=== Extract provided ===

Victoria police starts state-wide deployment of mobile devices

Victoria Police has started handing out new mobile devices to provide Police Officers faster access to the information they need. Almost 60 iPad minis and iPhones have been handed out to Protective Services Officers (PSOs) and Transit Police Officers based in the Wyndham area. Minister for Police, Ms. Lisa Neville, joined Victoria Police members at North Melbourne train station to meet with police and see first-hand how transit police are using the devices across the public transport network to easily access information to detect and report about criminal activity.

By the end of 2019, around 8,500 devices will be present in the field, with additional devices to be deployed to support new recruits and organisational needs. More than 10,000 devices will be rolled out across the state over the next five years.

This is part of the State Government’s investment of more than AU$227 million to modernise and upgrade Victoria Police technology, with AU$81.2 million delivered for the Mobile Technology Project.

=== Data entries ===

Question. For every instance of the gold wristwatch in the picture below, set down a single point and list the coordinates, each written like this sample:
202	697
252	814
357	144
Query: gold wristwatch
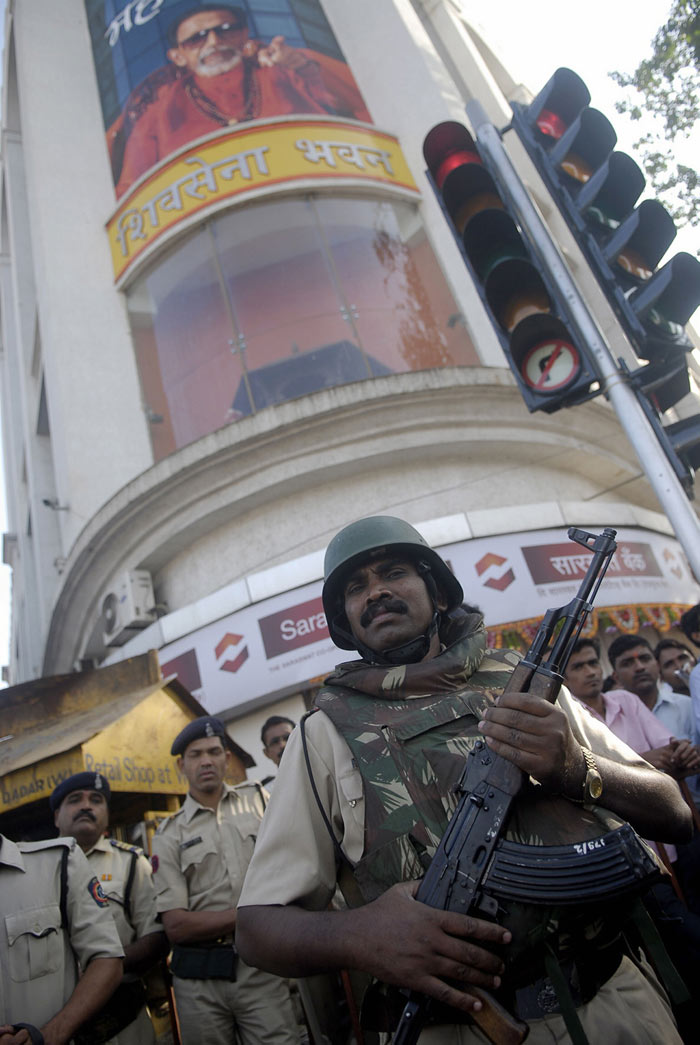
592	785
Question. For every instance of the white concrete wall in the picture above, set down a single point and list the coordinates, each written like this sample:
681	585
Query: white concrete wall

===

Continue the article on Victoria Police's mobile device rollout, picking up after its final sentence. The lines shown above were taken from a different source than the text.

### Reply
The new devices are expected to improve responsiveness, accountability and efficiency by ensuring information is captured and shared quickly by Victoria Police officers. The capability of the devices will evolve over time to include capturing evidence, identity checks and reporting crime.

The investment in police technology aims to create a more modern and efficient police force and to ensure officers have a greater presence in the community by spending more time proactively policing and less time being station-bound. Other technology initiatives include the roll out of Automatic Number Plate Recognition across the Highway Patrol fleet, a new intelligence system and body-worn cameras.

Recently, legislation was passed in Parliament to give PSOs new powers to target anti-social behaviour and crime by ensuring they can respond to incidents in and around the train station they are patrolling. The new laws will give PSOs a range of additional powers including the power to arrest a person who has breached their parole, conduct searches for illicit drugs, and request names and addresses from people who witness a crime.

Ms. Neville, said, “These iPads and iPhones will equip our officers with the right resources and technology they need to access information and protect the community. This will ensure our PSOs have even faster access to the best information and intelligence available, especially when they’re out patrolling a train platform and are away from a computer.”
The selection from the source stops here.